### What to produce:
Start with the first line of the records below. Output each line exactly, ending with the one that contains "yooo detect the distant".

(Beginning of Record extracts)

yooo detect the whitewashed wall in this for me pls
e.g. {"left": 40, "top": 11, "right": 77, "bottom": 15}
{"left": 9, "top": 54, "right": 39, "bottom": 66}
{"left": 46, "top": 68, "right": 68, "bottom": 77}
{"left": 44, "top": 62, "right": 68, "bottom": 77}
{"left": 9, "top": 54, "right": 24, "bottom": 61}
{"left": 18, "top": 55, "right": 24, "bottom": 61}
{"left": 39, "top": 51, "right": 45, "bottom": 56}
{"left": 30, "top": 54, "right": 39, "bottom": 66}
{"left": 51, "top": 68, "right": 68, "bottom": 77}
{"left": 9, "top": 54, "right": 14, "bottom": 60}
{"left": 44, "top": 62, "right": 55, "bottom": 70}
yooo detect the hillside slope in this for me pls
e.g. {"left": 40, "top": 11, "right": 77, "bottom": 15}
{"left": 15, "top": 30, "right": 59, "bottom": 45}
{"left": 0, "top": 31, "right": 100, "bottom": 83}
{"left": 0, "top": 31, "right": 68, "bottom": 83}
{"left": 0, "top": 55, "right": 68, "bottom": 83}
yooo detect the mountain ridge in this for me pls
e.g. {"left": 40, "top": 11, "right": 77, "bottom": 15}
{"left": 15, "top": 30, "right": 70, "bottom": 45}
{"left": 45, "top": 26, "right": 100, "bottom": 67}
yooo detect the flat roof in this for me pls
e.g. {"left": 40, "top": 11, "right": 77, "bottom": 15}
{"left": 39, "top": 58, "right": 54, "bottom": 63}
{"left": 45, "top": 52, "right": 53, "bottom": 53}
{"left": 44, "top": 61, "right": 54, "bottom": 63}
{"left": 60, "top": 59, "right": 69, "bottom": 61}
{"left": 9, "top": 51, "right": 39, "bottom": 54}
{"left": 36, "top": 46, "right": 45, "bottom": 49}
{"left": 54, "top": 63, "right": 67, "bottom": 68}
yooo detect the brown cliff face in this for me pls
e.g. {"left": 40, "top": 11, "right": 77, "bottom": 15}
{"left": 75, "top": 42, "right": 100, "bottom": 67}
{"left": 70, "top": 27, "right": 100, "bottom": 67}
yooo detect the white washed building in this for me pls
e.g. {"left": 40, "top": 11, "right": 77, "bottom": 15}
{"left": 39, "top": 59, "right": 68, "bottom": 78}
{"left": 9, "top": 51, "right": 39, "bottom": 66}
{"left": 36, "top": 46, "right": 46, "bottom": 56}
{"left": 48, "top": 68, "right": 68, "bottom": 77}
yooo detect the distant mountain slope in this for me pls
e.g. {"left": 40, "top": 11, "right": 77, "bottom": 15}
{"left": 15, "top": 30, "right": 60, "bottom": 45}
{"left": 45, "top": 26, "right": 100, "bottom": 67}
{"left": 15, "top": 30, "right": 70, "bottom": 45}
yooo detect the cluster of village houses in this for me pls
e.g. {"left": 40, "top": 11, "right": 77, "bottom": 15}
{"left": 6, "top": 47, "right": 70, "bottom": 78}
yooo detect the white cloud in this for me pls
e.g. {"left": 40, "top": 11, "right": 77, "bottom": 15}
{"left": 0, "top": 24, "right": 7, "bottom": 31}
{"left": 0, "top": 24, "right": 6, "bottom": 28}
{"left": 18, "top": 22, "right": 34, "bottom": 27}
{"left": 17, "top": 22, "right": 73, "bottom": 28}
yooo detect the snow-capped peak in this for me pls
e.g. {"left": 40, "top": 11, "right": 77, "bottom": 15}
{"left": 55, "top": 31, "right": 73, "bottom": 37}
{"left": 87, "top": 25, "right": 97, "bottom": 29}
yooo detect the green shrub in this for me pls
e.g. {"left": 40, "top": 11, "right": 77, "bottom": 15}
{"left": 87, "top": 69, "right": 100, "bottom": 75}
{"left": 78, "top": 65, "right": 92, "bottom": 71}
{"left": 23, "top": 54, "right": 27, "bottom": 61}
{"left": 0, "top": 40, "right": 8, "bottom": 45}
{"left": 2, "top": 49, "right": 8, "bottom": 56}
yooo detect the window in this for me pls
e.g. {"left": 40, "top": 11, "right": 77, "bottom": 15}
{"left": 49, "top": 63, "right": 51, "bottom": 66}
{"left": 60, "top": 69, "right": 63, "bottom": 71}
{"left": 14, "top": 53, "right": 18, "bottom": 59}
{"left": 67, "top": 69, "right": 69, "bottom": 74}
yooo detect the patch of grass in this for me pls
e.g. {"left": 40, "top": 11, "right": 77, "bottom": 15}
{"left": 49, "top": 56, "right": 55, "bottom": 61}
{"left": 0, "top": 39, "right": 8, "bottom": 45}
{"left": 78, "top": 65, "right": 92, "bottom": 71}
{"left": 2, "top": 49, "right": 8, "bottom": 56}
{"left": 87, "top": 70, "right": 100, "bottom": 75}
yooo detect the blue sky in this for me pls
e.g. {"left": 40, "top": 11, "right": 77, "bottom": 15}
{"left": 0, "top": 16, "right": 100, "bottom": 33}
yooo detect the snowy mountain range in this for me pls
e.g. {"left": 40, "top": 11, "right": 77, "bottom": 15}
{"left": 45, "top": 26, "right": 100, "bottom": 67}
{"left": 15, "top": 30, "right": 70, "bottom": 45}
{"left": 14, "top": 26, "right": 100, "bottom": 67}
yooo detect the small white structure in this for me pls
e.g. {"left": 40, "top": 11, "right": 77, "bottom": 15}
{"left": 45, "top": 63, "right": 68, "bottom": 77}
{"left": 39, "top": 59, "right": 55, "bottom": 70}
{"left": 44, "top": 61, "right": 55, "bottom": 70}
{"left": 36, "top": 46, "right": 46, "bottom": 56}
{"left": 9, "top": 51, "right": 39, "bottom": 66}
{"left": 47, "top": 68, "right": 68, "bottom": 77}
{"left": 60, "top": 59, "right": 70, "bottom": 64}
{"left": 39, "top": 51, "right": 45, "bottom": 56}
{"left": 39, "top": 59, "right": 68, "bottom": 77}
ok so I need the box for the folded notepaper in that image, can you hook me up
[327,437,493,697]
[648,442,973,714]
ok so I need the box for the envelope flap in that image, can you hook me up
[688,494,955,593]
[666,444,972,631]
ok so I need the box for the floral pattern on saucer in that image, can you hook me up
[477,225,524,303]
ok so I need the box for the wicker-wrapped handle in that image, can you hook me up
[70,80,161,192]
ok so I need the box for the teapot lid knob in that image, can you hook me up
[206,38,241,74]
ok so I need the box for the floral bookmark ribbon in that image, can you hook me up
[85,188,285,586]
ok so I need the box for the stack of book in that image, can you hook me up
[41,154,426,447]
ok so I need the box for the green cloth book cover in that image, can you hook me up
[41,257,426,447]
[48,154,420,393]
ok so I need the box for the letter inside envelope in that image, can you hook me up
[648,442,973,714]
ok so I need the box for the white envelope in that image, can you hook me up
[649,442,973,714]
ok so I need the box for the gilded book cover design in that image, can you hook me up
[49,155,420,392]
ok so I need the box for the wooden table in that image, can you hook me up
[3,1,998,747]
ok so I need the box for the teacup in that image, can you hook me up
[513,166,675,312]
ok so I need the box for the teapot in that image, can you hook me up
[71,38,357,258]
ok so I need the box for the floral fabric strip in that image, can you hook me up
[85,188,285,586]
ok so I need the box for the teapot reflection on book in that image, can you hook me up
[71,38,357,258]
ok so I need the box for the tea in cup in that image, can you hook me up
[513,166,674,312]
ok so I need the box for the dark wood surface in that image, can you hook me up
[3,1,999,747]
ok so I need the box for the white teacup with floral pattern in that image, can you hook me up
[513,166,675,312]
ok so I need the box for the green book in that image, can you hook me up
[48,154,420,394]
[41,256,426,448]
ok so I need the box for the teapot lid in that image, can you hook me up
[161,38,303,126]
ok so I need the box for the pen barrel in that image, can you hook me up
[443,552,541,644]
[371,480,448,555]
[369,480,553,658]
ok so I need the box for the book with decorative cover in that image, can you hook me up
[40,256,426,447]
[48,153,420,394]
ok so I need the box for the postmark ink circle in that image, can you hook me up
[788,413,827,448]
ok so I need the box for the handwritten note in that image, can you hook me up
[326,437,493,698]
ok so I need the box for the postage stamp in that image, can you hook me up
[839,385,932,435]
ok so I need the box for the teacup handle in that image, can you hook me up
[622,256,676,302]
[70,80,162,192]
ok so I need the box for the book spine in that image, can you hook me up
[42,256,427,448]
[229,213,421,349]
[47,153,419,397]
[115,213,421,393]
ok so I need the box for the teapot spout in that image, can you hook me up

(End of Record extracts)

### Task answer:
yooo detect the whitewashed wall in this for me pls
e.g. {"left": 40, "top": 11, "right": 77, "bottom": 15}
{"left": 9, "top": 54, "right": 39, "bottom": 66}
{"left": 46, "top": 68, "right": 68, "bottom": 77}
{"left": 44, "top": 62, "right": 68, "bottom": 77}
{"left": 9, "top": 54, "right": 24, "bottom": 61}
{"left": 18, "top": 55, "right": 24, "bottom": 61}
{"left": 39, "top": 51, "right": 45, "bottom": 56}
{"left": 30, "top": 54, "right": 39, "bottom": 66}
{"left": 51, "top": 68, "right": 68, "bottom": 77}
{"left": 9, "top": 54, "right": 14, "bottom": 60}
{"left": 44, "top": 62, "right": 55, "bottom": 70}
yooo detect the hillside slope in this for me pls
e.g. {"left": 40, "top": 11, "right": 77, "bottom": 15}
{"left": 15, "top": 30, "right": 59, "bottom": 45}
{"left": 0, "top": 31, "right": 100, "bottom": 83}
{"left": 0, "top": 31, "right": 68, "bottom": 83}
{"left": 0, "top": 55, "right": 68, "bottom": 83}
yooo detect the mountain ridge in this for me pls
e.g. {"left": 40, "top": 11, "right": 77, "bottom": 15}
{"left": 15, "top": 30, "right": 70, "bottom": 45}
{"left": 45, "top": 26, "right": 100, "bottom": 67}
yooo detect the flat roof in this for me pls
e.g. {"left": 40, "top": 11, "right": 77, "bottom": 15}
{"left": 39, "top": 58, "right": 54, "bottom": 63}
{"left": 45, "top": 52, "right": 53, "bottom": 53}
{"left": 44, "top": 61, "right": 54, "bottom": 63}
{"left": 60, "top": 59, "right": 69, "bottom": 61}
{"left": 9, "top": 51, "right": 39, "bottom": 54}
{"left": 36, "top": 46, "right": 45, "bottom": 49}
{"left": 54, "top": 63, "right": 67, "bottom": 68}
yooo detect the brown cliff face in this for me pls
e.g. {"left": 40, "top": 11, "right": 77, "bottom": 15}
{"left": 75, "top": 42, "right": 100, "bottom": 67}
{"left": 70, "top": 27, "right": 100, "bottom": 67}
yooo detect the white washed building in this for me pls
e.g. {"left": 40, "top": 11, "right": 77, "bottom": 15}
{"left": 39, "top": 59, "right": 68, "bottom": 78}
{"left": 9, "top": 51, "right": 39, "bottom": 66}
{"left": 36, "top": 46, "right": 46, "bottom": 56}
{"left": 48, "top": 68, "right": 68, "bottom": 77}
yooo detect the distant mountain slope in this for me pls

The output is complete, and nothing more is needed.